Point annotation dataset records:
☆ ☆ ☆

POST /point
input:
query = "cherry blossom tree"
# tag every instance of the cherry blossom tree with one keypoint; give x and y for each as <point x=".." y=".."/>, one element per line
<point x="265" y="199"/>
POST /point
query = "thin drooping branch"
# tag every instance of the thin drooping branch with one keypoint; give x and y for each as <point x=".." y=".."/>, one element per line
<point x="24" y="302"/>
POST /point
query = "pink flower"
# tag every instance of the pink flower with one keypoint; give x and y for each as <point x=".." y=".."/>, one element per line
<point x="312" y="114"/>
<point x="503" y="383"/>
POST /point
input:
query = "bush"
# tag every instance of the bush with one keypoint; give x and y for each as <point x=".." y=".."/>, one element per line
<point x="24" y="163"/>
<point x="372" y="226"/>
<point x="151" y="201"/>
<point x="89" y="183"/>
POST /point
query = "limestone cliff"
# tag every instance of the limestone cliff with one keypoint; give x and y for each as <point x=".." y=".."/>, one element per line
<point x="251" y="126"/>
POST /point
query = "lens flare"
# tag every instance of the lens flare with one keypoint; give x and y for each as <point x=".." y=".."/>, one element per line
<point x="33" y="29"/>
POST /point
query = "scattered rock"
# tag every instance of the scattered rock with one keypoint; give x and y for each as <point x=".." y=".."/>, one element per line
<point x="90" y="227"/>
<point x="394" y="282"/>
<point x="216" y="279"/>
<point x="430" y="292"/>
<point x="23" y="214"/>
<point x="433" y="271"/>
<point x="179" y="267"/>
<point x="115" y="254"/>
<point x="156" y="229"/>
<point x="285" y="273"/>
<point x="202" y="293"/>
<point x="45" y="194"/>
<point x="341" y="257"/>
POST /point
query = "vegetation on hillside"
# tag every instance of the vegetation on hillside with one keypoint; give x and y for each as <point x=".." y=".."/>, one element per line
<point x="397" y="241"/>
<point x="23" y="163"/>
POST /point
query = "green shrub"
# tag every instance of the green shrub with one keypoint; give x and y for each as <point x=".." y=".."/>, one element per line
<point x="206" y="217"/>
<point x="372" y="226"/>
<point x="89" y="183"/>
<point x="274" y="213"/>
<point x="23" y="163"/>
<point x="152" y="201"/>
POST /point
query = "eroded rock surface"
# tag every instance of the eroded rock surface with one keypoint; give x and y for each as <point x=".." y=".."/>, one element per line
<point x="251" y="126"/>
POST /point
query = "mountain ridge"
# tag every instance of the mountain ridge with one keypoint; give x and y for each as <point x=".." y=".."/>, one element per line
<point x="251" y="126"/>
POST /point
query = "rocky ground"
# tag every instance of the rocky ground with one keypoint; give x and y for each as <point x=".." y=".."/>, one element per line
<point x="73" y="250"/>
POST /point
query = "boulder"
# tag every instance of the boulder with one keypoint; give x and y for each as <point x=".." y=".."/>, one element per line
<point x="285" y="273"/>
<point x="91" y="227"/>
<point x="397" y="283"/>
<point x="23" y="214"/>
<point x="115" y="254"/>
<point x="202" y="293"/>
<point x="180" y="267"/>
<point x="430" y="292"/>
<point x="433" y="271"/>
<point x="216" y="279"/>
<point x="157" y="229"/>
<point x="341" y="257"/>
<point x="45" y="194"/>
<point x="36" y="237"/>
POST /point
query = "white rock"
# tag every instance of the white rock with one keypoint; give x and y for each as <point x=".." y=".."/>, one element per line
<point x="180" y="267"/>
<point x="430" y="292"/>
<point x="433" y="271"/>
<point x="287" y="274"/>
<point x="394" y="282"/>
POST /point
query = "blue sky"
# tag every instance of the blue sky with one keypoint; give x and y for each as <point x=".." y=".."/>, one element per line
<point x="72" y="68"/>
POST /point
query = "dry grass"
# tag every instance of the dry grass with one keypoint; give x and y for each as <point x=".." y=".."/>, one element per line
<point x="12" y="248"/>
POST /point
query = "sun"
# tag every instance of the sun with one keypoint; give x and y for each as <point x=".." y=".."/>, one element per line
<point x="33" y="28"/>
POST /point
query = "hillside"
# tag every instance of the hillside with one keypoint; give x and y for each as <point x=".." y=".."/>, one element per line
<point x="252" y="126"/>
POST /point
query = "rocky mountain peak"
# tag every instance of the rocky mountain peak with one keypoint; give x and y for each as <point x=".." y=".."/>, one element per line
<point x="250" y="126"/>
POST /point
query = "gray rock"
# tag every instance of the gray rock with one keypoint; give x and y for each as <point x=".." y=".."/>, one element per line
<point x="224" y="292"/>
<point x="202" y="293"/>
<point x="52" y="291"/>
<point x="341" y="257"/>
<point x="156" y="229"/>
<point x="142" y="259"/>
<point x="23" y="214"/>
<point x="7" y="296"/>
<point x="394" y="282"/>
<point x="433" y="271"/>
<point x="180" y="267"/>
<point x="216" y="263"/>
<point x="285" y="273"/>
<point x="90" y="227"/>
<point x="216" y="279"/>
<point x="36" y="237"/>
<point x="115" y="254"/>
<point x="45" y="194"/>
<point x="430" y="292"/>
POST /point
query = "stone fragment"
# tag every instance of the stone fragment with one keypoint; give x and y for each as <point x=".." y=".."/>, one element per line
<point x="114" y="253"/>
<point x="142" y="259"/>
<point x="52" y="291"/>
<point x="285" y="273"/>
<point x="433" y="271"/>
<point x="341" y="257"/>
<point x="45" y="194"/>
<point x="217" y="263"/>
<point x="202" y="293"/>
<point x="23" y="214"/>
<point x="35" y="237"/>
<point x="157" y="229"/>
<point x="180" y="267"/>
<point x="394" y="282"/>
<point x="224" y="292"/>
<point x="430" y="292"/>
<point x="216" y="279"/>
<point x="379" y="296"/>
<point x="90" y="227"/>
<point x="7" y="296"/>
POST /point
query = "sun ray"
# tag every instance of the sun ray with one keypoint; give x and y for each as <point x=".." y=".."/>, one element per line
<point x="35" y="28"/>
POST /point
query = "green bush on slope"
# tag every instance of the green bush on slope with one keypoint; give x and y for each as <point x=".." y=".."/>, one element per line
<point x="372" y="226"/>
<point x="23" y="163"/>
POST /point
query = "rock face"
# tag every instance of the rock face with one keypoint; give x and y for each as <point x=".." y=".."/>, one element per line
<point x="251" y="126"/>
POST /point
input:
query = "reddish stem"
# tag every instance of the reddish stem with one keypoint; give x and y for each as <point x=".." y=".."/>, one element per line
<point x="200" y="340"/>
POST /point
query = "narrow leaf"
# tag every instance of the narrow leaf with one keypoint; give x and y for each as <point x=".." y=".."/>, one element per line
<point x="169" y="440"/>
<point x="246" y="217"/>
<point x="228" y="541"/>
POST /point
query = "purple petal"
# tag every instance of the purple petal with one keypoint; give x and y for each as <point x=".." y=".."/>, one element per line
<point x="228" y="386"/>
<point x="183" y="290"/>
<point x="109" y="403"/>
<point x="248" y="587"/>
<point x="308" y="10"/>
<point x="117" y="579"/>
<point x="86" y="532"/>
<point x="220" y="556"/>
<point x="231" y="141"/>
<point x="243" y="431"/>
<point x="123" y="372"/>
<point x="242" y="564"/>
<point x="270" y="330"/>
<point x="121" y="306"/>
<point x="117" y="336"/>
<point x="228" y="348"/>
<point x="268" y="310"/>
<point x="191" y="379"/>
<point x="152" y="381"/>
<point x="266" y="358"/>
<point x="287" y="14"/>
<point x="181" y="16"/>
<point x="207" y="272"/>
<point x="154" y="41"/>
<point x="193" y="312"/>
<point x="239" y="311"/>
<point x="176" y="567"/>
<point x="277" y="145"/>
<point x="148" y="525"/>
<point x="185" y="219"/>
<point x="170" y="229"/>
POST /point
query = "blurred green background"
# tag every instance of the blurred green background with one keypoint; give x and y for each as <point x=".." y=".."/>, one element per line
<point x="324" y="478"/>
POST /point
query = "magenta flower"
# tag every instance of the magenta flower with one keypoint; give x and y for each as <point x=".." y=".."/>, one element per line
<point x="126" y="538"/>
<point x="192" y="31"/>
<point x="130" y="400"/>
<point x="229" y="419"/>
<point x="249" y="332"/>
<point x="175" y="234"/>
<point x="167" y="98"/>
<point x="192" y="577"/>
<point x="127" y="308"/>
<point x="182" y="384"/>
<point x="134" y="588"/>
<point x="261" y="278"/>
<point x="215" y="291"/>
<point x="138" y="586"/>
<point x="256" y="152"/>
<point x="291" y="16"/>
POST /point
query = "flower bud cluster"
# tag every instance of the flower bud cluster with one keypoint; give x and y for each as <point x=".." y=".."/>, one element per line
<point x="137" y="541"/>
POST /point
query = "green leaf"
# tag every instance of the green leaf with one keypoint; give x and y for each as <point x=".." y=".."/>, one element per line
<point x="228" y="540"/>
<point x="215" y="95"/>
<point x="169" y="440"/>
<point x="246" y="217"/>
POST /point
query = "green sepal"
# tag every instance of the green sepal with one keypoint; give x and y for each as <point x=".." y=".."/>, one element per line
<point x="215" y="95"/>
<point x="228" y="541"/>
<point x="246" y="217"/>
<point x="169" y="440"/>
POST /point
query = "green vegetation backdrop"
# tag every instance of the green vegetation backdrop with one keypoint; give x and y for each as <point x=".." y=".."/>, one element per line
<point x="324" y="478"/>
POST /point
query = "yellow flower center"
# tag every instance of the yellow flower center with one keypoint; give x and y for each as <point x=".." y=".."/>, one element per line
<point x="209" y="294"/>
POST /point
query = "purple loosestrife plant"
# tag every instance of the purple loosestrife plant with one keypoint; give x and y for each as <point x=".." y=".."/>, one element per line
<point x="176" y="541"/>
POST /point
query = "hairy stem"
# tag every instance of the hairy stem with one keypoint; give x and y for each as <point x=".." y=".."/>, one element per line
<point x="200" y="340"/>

☆ ☆ ☆

Direction => Count the lines of the data above that contain the string "scattered", and give only that number.

Task output => 2